● **Text excerpt**:
⟨

There have been some changes to the way spousal maintenance works when it comes to taxes. In the past, spousal maintenance was deductible for the person who paid it and taxed by the person who received it. What are the tax consequences for spousal maintenance? Let’s find out.
Understanding Spousal Maintenance Today
In 2018, it changed. Now, spousal maintenance is paid with post-tax dollars. Those who are paying the spousal maintenance will pay the tax rather than the person who is receiving the maintenance. This is a massive change, and it has affected the amount of spousal maintenance awards in Mesa and other parts of Arizona. Since this was a federal change, it has affected the entire country.
When it was announced, many people were rushing to get their divorced finished and finalized before 2018. Why did the federal government make this change? People who were receiving spousal maintenance weren’t reporting it and paying taxes on that additional income. It was difficult for the government to track and tax the money. The government found that it would be much easier for them to get the money they were owed. It became a burden for those who were paying and a relief for those who were receiving the money.

⟩

● **Activity**:
Continue the text on the tax treatment of spousal maintenance, starting after its last sentence.

● **Given entries**:

⟨

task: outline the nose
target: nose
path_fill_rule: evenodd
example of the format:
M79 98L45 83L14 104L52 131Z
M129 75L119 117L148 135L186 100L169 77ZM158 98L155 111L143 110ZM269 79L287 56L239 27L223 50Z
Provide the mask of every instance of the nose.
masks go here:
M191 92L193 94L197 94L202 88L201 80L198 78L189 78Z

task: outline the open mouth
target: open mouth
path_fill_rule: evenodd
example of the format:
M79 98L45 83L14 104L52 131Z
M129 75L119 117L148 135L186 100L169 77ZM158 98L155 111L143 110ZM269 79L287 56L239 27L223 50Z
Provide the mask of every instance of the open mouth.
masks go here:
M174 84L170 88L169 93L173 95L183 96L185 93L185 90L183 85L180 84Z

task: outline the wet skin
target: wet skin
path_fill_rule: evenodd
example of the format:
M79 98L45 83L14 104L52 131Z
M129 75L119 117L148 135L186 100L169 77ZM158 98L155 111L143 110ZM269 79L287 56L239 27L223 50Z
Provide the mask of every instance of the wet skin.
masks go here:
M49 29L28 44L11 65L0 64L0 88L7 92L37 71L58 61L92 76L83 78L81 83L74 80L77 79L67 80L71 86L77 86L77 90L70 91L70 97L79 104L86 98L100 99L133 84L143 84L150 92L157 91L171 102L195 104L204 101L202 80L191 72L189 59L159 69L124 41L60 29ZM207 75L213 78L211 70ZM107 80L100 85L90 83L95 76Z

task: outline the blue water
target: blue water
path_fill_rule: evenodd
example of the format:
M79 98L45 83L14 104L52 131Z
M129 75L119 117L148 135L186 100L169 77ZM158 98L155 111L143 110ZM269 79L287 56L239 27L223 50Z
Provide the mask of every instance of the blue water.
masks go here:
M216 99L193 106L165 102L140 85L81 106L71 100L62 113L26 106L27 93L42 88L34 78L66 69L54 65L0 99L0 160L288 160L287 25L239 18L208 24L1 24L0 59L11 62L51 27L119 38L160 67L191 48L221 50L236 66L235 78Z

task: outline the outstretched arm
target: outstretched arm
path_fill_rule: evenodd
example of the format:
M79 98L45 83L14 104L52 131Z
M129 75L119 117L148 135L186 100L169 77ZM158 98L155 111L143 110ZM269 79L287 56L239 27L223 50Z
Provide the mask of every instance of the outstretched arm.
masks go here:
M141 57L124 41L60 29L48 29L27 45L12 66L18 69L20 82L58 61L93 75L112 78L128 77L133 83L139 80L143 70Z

⟩

● **Result of the exercise**:
Additionally, the people who were paying spousal maintenance before 2018 were typically in a higher tax bracket than those who received the money. Therefore, the government was receiving less money when the recipients were paying due to their location on the tax bracket. Now that the rules have changed, this is no longer the case. Now, the spouse that’s in the higher tax bracket is the one that is paying the taxes.
Can a Person Paying Spousal Support List It as a Tax Deduction from Their Income?
Unfortunately, if you are paying spousal support, you will not be able to make it a tax deduction. You have to pay tax consequences on spousal maintenance for the money that you pay in the same way that you do for child support. You don’t get any tax breaks for this. The person who receives the money gets it free and clear and will not have to report it on their income.
What Types of Payments Are Considered to Equalize the Distribution of the Couple’s Assets?
If you are receiving a rental property in your divorce and you are getting income from the property, then you would have to pay taxes on that income. This is separate from spousal maintenance.
For Tax Purposes, What Is Required for a Payment to Qualify as Spousal Maintenance?
You must understand the difference between property division and spousal maintenance. If you have a family business and you are required to pay for your ex’s interest in the business, it is not spousal maintenance. It’s considered property division.
Spousal support is typically considered incremental payments that are usually made on a monthly basis. It can’t be property; it has to be actual cash. Additionally, you can’t be living together in the same household. The payment cannot be child support, and there can’t be any liability after death.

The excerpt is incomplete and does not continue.